List of tasks:
[1] Could you write out the part of the meme caption generator notebook from "# Building Model" up to and including "x: x.strip(' '))"?
[2] In two sentences, what does the meme caption generator notebook do?
[3] Can you carry on the meme caption generator notebook from the point where it stops?
═════ Selected excerpt
<hr style='height:3pt'>

# Meme Caption Generator

<hr style='height:3pt'>

In [1]:
import keras
from keras.applications.inception_v3 import InceptionV3
from keras.preprocessing import image
from keras.models import Model, Sequential
from keras.layers import Dense, GlobalAveragePooling2D
from keras.layers import LSTM, Embedding, TimeDistributed, RepeatVector, Activation, Flatten
from keras.optimizers import RMSprop
from keras.utils import to_categorical
from keras.callbacks import EarlyStopping
import numpy as np
import pickle
import sys
import os
import cv2
from pickle_utils import pickle_load, pickle_dump
import warnings
warnings.filterwarnings('ignore')

Using TensorFlow backend.


In [2]:
# Check GPU
from keras import backend as K
K.tensorflow_backend._get_available_gpus()

['/job:localhost/replica:0/task:0/device:GPU:0']

# Building Model Architecture

In [3]:
# load embeddings
embeddings, idx2word, word2idx, captions = pickle_load("full_clean_processed_data.pkl")
captions.image = captions.image.apply(lambda x: x.strip(' '))
#captions = captions.sample(frac=.5, random_state=19).reset_index(drop=True)  # Downsample for training

In [4]:
# input parameters
img_shape = (300,300,3)
vocab_size = embeddings.shape[0]
embedding_size = 300
maxlen = 20                         # maximum length of the caption in hidden state
batch_size = 32
hidden_units = embedding_size       # length of word vectors i.e. embedding size

# hyper params
clip_norm = 1.0
learning_rate = 0.01

In [5]:
def build_model(img_shape, vocab_size, embedding_size, maxlen, hidden_units, clip_norm, learning_rate):
    '''
    =============
      ENCODER
    =============
    Inputs: 
        1. Image (300, 300, 3)
        2. GloVe-ed label embeddings (300,)
        
    Model:
        3. Pretrained CNN with classification layer peeled off
              - Output size: (2048,)
══════════
═════ Material shown
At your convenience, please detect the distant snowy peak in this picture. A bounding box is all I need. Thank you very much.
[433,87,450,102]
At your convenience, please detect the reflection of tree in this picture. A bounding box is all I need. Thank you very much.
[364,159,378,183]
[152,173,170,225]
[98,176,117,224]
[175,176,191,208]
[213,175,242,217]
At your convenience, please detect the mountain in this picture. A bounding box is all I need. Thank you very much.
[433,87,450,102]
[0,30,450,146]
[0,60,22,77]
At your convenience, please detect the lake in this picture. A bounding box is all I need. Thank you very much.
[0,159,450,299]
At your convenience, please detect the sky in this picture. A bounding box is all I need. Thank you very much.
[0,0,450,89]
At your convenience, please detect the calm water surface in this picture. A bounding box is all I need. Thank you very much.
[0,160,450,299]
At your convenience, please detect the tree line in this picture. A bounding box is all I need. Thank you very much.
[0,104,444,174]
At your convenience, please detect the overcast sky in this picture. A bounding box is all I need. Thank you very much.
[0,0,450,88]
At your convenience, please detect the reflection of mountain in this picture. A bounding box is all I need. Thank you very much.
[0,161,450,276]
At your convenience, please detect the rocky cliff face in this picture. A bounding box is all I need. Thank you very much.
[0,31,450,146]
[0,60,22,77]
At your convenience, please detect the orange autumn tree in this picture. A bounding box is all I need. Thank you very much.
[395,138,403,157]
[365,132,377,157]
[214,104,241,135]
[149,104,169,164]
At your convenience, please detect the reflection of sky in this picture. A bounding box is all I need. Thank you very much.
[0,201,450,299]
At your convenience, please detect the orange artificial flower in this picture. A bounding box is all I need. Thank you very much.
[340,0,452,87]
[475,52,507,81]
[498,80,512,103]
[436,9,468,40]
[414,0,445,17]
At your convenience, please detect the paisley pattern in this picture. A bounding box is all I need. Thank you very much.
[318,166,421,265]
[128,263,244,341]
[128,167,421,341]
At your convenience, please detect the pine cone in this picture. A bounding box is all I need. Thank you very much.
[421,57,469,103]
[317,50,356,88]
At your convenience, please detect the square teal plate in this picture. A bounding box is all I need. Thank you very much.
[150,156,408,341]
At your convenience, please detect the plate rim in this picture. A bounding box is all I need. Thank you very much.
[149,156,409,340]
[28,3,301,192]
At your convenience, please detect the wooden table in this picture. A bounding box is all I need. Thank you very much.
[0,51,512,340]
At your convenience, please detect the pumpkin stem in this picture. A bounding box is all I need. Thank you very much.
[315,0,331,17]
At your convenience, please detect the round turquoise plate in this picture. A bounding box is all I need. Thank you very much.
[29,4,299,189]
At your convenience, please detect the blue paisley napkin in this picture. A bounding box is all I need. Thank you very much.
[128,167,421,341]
══════════
Outputs in order:
[1]
# Building Model Architecture

In [3]:
# load embeddings
embeddings, idx2word, word2idx, captions = pickle_load("full_clean_processed_data.pkl")
captions.image = captions.image.apply(lambda x: x.strip(' '))

[2] The notebook imports Keras and related libraries, confirms that a GPU is available, and loads pickled embeddings, word-index mappings, and captions. It then sets input parameters, including a 300x300x3 image shape, an embedding size of 300, a maximum caption length of 20, a batch size of 32, and a learning rate of 0.01, and begins a build_model function whose encoder takes an image and GloVe label embeddings and runs a pretrained CNN with its classification layer peeled off.

[3]
        4. Concatenate with label embeding of size
              - Output size: (2348,)
        5. MLP: Dense layer with 300 nodes
              - Output size: (300,) <-- This is the image embedding
    '''

    # 1. Image Input
    input_img = keras.Input(shape=img_shape, name='image_input')
    
    # 2. Label Embedding
    label_emb = keras.Input(shape=(300,), name='image_label_input')

    # 3. Define Pretrained CNN - Inception V3
    cnnModel = InceptionV3(weights='imagenet', 
                           include_top=False,        # this removes the final dense layer
                           input_shape=img_shape, 
                           pooling = 'avg')

    # freeze all convolutional InceptionV3 layers
    for layer in cnnModel.layers:
        layer.trainable = False

    # Get image embedding <- this is a model output
    image_emb = cnnModel(input_img)

    # 4. Concatenate image embedding with label embedding
    concat = keras.layers.Concatenate(axis=1)([image_emb, label_emb])
    
    # 5. MLP with 300 nodes
    full_img_embedding = Dense(300, activation='relu')(concat)

    # ==== ENCODER MODEL ====
    encoder = keras.Model(inputs=[input_img, label_emb], outputs=full_img_embedding)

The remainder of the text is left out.